● **Приведённый отрывок**:
>>>
На уровне элементов все литературы более или менее схожи в силу единства человеческих переживаний. Различаются главным образом структуры, обусловленные разными взглядами на мир. По-разному ориентированное сознание соотнесло эти элементы в разном порядке, расставило разные акценты, что и привело к образованию структурных различий. Но взаимодействие разного есть условие существования целого. Недаром проницательные умы придавали больше значения различию, чем сходству. Н.М. Карамзин в 1797 г. писал: «...обычные умы видят только сходство — суждение гения замечает различия. Дело в том, что предметы сходствуют своими грубыми чертами и отличаются наиболее тонкими» (цит. по [100, c.6]).
Наконец, я не только беру древнекитайские учения в их первоначальном виде (как они изложены самими мудрецами, которые, естественно, тоже не были свободны от воздействия времени, хотя и стремились к этому), но и беру лишь один аспект, который можно назвать философским, точнее, мировоззренческим, а в сфере искусства формообразующим (лишь изредка, там, где это напрашивается, касаюсь вопросов социальной психологии), но не затрагиваю других функций, положим религиозной, государственной, социальной, научной. Необходимо иметь в виду, что философская, научная мысль Китая и Японии развивалась в лоне этих учений и не только не противостояла им, но строилась на общих для китайских учений принципах, таких, как дао, инь-ян, «пять элементов», ци и т.д. Притом внимание уделялось главным образом гуманитарным наукам или тем, которые непосредственно были связаны с космологическими представлениями китайцев (астрология, геомантия). Это и позволяет нашим исследователям говорить об отличии науки японцев от науки «европейского» типа, которую долгое время считали универсальной. Хотя японцы в конце XIX в. оказались в высшей степени восприимчивы к европейской системе знаний, и поныне с ней уживаются традиционные представления [9].
А поэтому называть даосизм или буддизм религиями, сводить значение этих учений к религиозной функции, не отдавая себе отчета в том, что это сложный мировоззренческий комплекс, объемлющий всю духовную культуру, в том числе науку, — значит не понимать народы Востока, фактически отказывая им в праве на собственную культуру в силу того, что она имеет специфическую форму, и тем самым отказываться от богатейшего наследия этих народов, от знаний, накопленных тысячелетиями. Если в искусстве предубеждение против восточных форм преодолено, то в области науки оно не только не преодолено, но порой смущает сама постановка вопроса о возможности науки иного типа, построенной на иных принципах.
Это не значит, что одна наука опровергает другую, что в Китае или Японии не было математики, а в Европе не было нравственных учений. Это значит, что науки занимались по преимуществу разными вещами: одна отдавала предпочтение миру физическому (оставляя духовность на долю религии), другая — миру духовному или психическому пытаясь скоординировать поведение людей с законами природы, чтобы не нарушить жизнь мирового континуума. Это не могло не привести к выработке разных методов научного познания, ибо метод зависим от природы исследуемого объекта, всякая наука имеет свою логику развития. «Всякая наука, — замечает П.В. Копнин, — на основе своих теоретических построений создает правила, регулирующие дальнейшее движение познания своего предмета. Где есть правила движения мысли, там есть логика» [83а, с.205; см. также 42а, с.3-5]. Но эти методы не противоречат друг другу, а соотносятся как дополнительные, т.е. служат общей цели научного познания мира.
<<<
● **Предоставленный материал**:
>>>
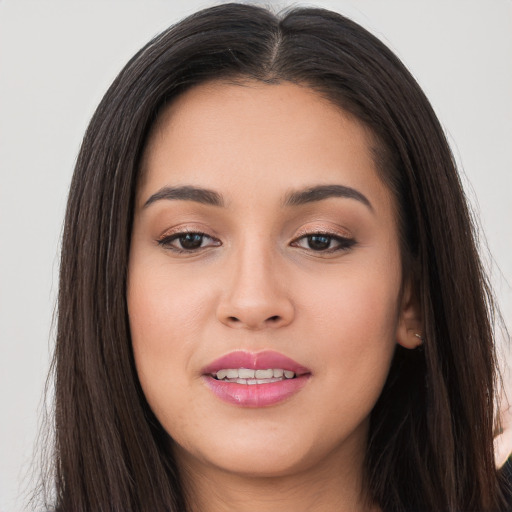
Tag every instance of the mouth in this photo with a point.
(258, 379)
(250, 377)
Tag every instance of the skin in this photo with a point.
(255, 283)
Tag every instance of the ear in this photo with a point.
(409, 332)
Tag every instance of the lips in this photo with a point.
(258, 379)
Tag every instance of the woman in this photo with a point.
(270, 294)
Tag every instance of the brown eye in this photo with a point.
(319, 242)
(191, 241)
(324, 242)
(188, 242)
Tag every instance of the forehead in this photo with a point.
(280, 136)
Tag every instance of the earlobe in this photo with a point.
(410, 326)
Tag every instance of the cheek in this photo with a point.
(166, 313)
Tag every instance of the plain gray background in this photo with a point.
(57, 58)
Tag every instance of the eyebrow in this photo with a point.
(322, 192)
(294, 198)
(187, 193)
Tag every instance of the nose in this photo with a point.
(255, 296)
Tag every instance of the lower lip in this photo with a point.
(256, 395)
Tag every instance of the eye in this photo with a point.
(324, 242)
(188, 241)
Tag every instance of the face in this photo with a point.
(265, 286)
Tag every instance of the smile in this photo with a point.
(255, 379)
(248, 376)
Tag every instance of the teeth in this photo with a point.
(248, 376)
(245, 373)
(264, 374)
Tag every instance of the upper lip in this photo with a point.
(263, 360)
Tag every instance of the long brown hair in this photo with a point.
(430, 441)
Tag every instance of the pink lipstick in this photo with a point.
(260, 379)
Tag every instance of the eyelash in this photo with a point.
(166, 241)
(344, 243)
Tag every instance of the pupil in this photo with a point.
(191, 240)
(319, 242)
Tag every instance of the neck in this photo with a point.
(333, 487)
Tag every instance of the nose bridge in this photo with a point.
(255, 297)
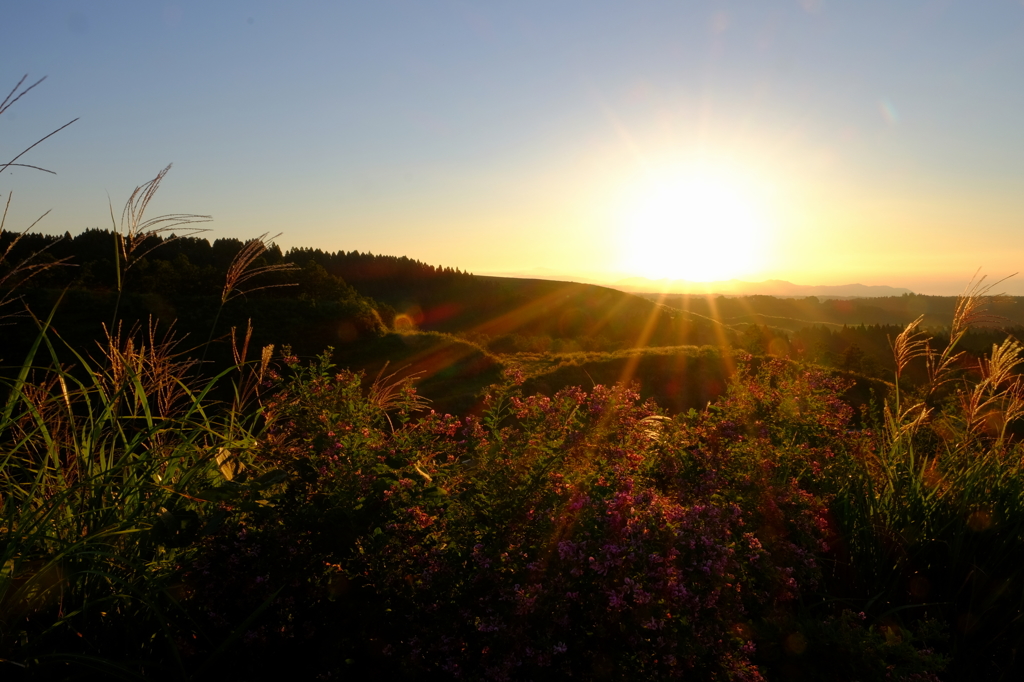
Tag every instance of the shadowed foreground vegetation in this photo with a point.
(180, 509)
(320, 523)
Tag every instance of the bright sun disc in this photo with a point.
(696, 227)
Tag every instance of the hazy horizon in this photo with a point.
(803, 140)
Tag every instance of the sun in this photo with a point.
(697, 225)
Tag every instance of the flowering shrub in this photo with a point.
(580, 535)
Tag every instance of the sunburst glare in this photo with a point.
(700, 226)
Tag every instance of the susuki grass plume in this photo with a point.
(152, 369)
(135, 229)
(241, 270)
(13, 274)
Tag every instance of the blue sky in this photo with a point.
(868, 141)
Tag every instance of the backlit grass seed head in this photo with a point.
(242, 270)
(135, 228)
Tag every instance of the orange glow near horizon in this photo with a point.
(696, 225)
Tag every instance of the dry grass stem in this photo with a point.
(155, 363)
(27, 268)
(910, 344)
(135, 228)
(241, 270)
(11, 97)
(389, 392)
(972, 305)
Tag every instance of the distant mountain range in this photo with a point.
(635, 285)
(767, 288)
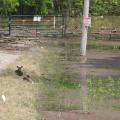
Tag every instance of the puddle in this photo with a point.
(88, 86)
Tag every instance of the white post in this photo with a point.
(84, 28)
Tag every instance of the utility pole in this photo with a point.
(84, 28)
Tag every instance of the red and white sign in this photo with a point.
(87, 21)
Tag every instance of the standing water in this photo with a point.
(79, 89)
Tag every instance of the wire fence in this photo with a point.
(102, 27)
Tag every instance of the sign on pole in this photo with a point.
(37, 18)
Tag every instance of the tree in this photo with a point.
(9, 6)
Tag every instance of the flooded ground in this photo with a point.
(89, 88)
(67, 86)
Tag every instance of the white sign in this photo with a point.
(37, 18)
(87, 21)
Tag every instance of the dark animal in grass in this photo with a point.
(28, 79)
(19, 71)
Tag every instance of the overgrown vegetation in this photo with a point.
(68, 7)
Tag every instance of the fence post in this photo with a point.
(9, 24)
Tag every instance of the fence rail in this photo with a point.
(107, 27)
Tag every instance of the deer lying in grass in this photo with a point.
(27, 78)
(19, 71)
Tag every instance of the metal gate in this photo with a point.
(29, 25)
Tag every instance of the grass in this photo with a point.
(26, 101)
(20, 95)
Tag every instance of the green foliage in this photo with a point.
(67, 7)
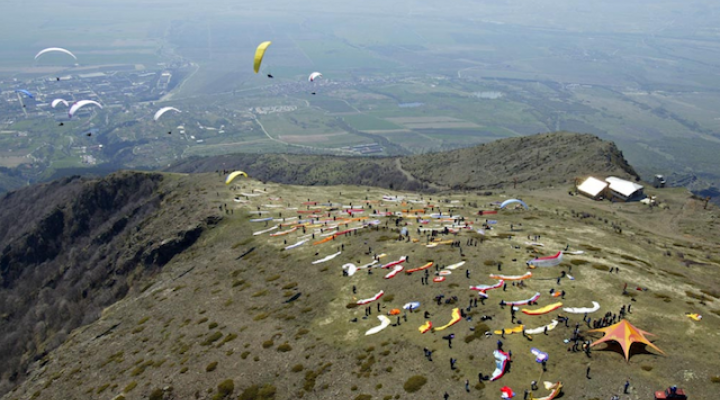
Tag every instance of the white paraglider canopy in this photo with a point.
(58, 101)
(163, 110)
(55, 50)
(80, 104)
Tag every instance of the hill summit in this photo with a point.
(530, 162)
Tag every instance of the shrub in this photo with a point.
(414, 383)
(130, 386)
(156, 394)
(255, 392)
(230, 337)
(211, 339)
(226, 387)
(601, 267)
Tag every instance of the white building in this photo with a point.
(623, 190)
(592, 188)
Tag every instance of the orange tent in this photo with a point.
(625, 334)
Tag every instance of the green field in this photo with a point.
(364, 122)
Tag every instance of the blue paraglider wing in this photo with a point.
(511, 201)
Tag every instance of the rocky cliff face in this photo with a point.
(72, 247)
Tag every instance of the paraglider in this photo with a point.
<<<
Ответьте на вопросы по отрывку о древнекитайских учениях.
(a) В каком году Н.М. Карамзин написал приведённые слова о сходстве и различиях?
(b) Какие общие для китайских учений принципы названы в отрывке?
(c) Что, по словам П.В. Копнина, создаёт всякая наука на основе своих теоретических построений?
Записи — отдельный материал, не связанный с отрывком.

(a) В 1797 году.
(b) Дао, инь-ян, «пять элементов», ци.
(c) Правила, регулирующие дальнейшее движение познания своего предмета.